* Start Listed records *

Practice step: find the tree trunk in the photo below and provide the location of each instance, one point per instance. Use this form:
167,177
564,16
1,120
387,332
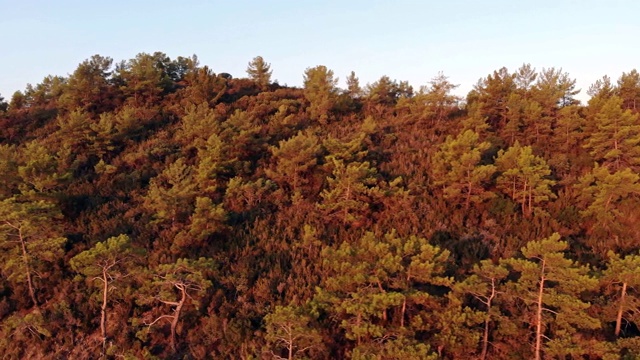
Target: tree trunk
539,316
25,258
623,295
176,317
103,311
487,321
290,345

* End Listed records *

- [Given exercise]
Please pull out every line of text from the items above, word for word, and leave out the pictures.

- [Written answer]
Practice step: find the tree trunk in the photo below and provide the location of each instance, one point per instance. Use this form:
167,177
564,16
1,120
387,332
Target: tree trunk
539,316
25,258
623,295
176,317
103,311
487,321
290,345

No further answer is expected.